── Raw data

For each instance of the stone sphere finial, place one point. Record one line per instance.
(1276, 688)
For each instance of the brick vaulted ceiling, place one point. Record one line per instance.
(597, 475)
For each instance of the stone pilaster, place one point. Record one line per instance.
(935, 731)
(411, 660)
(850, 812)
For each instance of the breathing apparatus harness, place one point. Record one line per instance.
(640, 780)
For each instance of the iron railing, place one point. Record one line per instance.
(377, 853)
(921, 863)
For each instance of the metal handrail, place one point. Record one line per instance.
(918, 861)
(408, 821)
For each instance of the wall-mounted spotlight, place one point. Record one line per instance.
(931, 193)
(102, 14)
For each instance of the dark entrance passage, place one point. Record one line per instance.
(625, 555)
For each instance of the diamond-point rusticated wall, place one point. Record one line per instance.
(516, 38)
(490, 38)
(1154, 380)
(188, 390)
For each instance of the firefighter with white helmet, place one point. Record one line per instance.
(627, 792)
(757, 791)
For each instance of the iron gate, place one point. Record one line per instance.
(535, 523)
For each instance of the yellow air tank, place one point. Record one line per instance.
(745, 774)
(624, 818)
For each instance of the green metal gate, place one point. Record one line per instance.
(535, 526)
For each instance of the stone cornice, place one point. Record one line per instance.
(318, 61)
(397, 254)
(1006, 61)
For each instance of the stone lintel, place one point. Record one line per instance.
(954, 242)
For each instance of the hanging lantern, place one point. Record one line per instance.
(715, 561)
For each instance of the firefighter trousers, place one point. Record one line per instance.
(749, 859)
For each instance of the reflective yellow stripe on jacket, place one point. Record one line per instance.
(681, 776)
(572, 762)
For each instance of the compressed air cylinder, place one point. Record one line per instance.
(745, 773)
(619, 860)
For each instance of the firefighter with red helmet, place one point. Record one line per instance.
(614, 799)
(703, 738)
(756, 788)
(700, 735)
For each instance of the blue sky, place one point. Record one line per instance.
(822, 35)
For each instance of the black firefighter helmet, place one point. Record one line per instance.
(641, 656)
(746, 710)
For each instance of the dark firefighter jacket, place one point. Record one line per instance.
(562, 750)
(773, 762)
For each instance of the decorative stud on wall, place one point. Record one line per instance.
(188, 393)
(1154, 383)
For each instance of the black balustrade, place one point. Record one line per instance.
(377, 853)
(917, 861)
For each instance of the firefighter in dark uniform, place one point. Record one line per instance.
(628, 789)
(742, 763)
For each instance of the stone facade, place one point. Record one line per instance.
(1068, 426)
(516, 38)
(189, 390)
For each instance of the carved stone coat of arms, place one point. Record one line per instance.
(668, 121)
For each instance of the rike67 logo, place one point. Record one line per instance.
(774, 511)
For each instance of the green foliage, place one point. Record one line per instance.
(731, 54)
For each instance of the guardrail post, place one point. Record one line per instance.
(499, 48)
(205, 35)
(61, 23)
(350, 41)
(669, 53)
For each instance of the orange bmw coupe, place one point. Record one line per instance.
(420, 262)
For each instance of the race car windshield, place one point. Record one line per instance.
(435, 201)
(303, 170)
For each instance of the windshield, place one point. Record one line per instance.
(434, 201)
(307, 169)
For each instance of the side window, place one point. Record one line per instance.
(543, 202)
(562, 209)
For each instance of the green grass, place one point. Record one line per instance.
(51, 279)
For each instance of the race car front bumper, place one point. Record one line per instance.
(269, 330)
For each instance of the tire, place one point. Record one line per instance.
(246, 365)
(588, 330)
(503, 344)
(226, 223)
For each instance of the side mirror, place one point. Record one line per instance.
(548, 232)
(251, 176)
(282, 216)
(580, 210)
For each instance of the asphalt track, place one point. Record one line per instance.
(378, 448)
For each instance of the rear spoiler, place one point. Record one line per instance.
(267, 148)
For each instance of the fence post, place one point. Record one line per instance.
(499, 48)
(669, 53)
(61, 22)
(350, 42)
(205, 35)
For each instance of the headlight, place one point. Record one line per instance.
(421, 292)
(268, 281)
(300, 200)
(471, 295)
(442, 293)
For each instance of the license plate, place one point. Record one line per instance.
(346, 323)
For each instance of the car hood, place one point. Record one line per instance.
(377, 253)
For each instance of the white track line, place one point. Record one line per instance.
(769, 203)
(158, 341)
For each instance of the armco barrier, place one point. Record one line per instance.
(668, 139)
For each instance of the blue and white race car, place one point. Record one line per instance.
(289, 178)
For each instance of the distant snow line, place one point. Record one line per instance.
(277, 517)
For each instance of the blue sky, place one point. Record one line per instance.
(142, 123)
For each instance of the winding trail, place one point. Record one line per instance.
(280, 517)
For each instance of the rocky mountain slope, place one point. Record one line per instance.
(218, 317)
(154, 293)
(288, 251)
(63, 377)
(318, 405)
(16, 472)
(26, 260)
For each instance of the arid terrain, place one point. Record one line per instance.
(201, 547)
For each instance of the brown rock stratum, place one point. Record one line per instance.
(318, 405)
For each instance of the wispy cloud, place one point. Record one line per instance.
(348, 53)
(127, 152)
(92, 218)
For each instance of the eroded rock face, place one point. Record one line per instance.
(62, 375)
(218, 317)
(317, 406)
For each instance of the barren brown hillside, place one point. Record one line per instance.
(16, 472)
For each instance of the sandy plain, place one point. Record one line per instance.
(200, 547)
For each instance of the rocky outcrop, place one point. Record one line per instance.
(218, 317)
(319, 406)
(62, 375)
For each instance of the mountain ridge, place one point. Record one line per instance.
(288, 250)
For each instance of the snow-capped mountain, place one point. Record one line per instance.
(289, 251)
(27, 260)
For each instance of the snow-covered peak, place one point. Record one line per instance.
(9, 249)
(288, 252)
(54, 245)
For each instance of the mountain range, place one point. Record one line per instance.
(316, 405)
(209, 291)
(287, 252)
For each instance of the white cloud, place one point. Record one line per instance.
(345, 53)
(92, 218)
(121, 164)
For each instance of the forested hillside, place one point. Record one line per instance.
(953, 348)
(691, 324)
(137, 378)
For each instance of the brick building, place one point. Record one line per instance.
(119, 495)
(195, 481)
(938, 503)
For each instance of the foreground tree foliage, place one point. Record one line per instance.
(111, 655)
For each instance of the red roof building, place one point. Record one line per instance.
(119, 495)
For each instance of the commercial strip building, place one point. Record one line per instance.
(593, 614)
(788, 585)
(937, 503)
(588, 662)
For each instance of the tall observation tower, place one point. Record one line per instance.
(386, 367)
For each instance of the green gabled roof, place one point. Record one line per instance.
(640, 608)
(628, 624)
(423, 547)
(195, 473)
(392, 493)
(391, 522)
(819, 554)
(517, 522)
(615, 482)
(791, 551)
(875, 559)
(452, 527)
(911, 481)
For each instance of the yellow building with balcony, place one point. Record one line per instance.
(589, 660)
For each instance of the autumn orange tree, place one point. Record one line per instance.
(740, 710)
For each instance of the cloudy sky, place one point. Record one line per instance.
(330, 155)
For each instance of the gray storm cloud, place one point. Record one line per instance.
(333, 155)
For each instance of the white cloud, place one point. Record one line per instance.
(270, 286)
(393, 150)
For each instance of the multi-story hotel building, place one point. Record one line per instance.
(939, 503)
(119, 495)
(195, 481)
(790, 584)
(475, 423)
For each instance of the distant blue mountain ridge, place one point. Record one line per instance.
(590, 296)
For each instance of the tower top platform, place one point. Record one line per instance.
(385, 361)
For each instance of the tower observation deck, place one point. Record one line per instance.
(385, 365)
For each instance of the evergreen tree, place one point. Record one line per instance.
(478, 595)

────

Exercise directions:
Extract all of the material exactly as it is written.

Result for this task:
For each instance of the stone sphere finial, place one point. Record one line per instance.
(1276, 688)
For each instance of the brick vaulted ceiling, place one point. Record one line per instance.
(597, 475)
For each instance of the stone pilaster, place one point. Record one line per instance.
(935, 731)
(411, 660)
(850, 812)
For each instance of the breathing apparatus harness, place one point. Record one line per instance.
(640, 780)
For each instance of the iron railing, place one point. Record one line per instance.
(377, 853)
(921, 863)
For each instance of the metal handrail, place one point. Record one line per instance.
(918, 861)
(408, 821)
For each instance of the wall-mounted spotlight, place one point. Record one line per instance.
(931, 193)
(102, 14)
For each instance of the dark entrance passage, place one point. Record one line per instance.
(625, 555)
For each instance of the diamond-point rusticated wall, place one point. Record one line per instance.
(516, 38)
(490, 38)
(1154, 380)
(188, 390)
For each instance of the firefighter with white helmet, place one point. Record one line per instance.
(627, 792)
(757, 791)
For each instance of the iron gate, place one point. Record one line per instance.
(535, 523)
For each instance of the yellow air tank, place one point. Record one line per instance.
(745, 774)
(624, 818)
For each instance of the green metal gate, place one point. Record one line per instance.
(535, 526)
For each instance of the stone cornice, place one point. Record one line per instance.
(318, 61)
(397, 254)
(1006, 61)
For each instance of the stone lintel, place one point. Record one line per instance.
(954, 242)
For each instance of the hanging lantern, place one point. Record one line per instance.
(715, 561)
For each instance of the firefighter trousers, place one point. Record one line per instance.
(749, 859)
For each instance of the reflective yellow stripe on jacket, place one point. Record one line per instance.
(681, 776)
(572, 762)
For each instance of the compressed air cylinder, place one point. Record one line per instance.
(745, 773)
(619, 860)
For each instance of the firefighter with red helmet, place one point. Record one line per instance.
(614, 799)
(703, 738)
(756, 788)
(700, 735)
For each instance of the blue sky, place one point. Record one line per instance.
(822, 35)
For each instance of the black firefighter helmet, place one point. Record one line per instance.
(641, 656)
(746, 710)
For each instance of the dark firefighter jacket, place one point. Record one line per instance.
(562, 750)
(773, 762)
For each instance of the decorative stud on wall, place one point. Record one line per instance.
(188, 393)
(1154, 383)
For each instance of the black balustrade, place one point. Record one line per instance.
(377, 853)
(917, 861)
For each instance of the firefighter in dark uniform, place one point. Record one line per instance.
(628, 789)
(742, 763)
For each instance of the stone facade, place one point. Record one line per instance.
(1068, 426)
(516, 38)
(189, 390)
For each instance of the carved stone coat of arms, place one point. Record one line per instance.
(668, 121)
For each instance of the rike67 logo, place one point. Record one line per instance.
(774, 511)
For each instance of the green foliage, place one point. Record one line per instance.
(731, 54)
For each instance of the guardrail post, place one point. Record one line per instance.
(499, 48)
(205, 35)
(61, 23)
(350, 41)
(669, 53)
For each instance of the orange bmw coupe, place one point. Record one line per instance.
(420, 262)
For each instance of the race car windshield, place one point. Record one line per instance.
(435, 201)
(303, 170)
For each instance of the windshield, place one point. Record one line per instance.
(434, 201)
(307, 169)
For each instance of the side window, place one point. Record one line per instance.
(543, 202)
(562, 209)
For each instance of the green grass, place one point. Record one line per instance.
(51, 279)
For each instance of the race car front bumper, place one point. Record one line per instance.
(269, 330)
For each instance of the tire, place one point. Record one line per instance.
(246, 365)
(588, 330)
(503, 344)
(226, 223)
For each instance of the side mirror, place one point. Record one line per instance.
(548, 232)
(251, 176)
(282, 216)
(580, 210)
For each instance of the asphalt track, place one point. Record one line per instance.
(378, 448)
For each instance of the rear spoiler, place one point. Record one line per instance.
(267, 148)
For each instance of the fence post, place one point. Record one line per instance.
(499, 48)
(669, 53)
(61, 22)
(350, 42)
(205, 35)
For each instance of the headlight, place one point. Record one line per instance.
(421, 292)
(268, 281)
(300, 200)
(471, 295)
(442, 293)
For each instance of the license plate, place one point. Record one line per instance.
(346, 323)
For each instance of the car hood, place one point. Record one line per instance.
(377, 253)
For each instance of the white track line, place one point. Record one line per instance.
(769, 203)
(158, 341)
For each instance of the armco barrier, place one point. Record one line per instance.
(668, 139)
For each instance of the blue and white race car, place one point. Record one line per instance.
(289, 178)
For each instance of the distant snow line, place one point. Record one line per instance.
(277, 517)
For each instance of the blue sky, place one point. Record one line per instance.
(142, 123)
For each instance of the winding trail, place one point. Record one line per instance.
(280, 517)
For each instance of the rocky mountain slope, place one point. Record one line per instance.
(218, 317)
(154, 293)
(288, 251)
(63, 377)
(318, 405)
(16, 472)
(26, 260)
For each instance of the arid terrain, place one point. Record one line per instance.
(201, 547)
For each instance of the brown rock stratum, place one point. Record one line per instance.
(318, 405)
For each instance of the wispy cloud, place one point. Record one line per instance.
(348, 53)
(127, 152)
(92, 218)
For each instance of the eroded rock face, place one point. Record one line per instance.
(62, 375)
(218, 317)
(317, 406)
For each instance of the barren brown hillside, place one point. Record one line per instance.
(16, 472)
For each instance of the sandy plain, place one point. Record one line per instance.
(200, 547)
For each instance of the rocky outcrop, place one point. Record one line per instance.
(218, 317)
(319, 406)
(62, 375)
For each instance of the mountain ridge, place one point. Record one line per instance.
(288, 250)
For each instance of the snow-capped mountain, place one point. Record one line per instance.
(289, 251)
(27, 260)
For each instance of the snow-covered peak, place one point. Record one line per instance.
(9, 249)
(288, 252)
(54, 245)
For each instance of the mountain range, place one point. Record one line per instance.
(316, 405)
(209, 291)
(287, 252)
For each instance of the white cloud, place one point. Record one line per instance.
(345, 53)
(92, 218)
(121, 164)
For each instance of the forested hillside, place one point. Record one line per instance.
(953, 348)
(691, 324)
(137, 378)
For each instance of the brick building, place one point. Record one line per instance.
(119, 495)
(195, 481)
(938, 503)
For each instance of the foreground tree foliage, place one point. Record one line per instance.
(111, 655)
For each instance of the red roof building, place one point. Record one line per instance.
(119, 495)
For each instance of the commercial strip building, place one point. Record one line per instance.
(593, 614)
(788, 585)
(937, 503)
(588, 662)
For each instance of the tall observation tower, place one point. Record one line per instance.
(386, 367)
For each instance of the green gabled roof, place one point. Record one line per instance.
(640, 608)
(628, 624)
(423, 547)
(195, 473)
(392, 493)
(391, 522)
(819, 554)
(517, 522)
(615, 482)
(791, 551)
(875, 559)
(452, 527)
(911, 481)
For each instance of the yellow building with balcony, place one point. Record one line per instance.
(589, 660)
For each instance of the autumn orange tree, place one point. Record one line per instance.
(740, 710)
For each instance of the cloudy sky, place one point. Record one line per instance.
(330, 155)
For each instance of the gray storm cloud, place one point. Record one line per instance.
(333, 155)
For each instance of the white cloud, place one point. Record one line per instance.
(270, 286)
(393, 150)
For each instance of the multi-story hotel building, place one point. Record one line per instance.
(939, 503)
(119, 495)
(195, 481)
(790, 584)
(475, 423)
For each instance of the distant blue mountain ridge, place one point. Record one line per instance.
(590, 296)
For each instance of the tower top platform, place one point. Record one line per instance.
(385, 361)
For each instance of the tower observation deck, place one point. Record one line per instance.
(385, 365)
For each instance of the evergreen tree, place one point. Record one line per instance.
(478, 595)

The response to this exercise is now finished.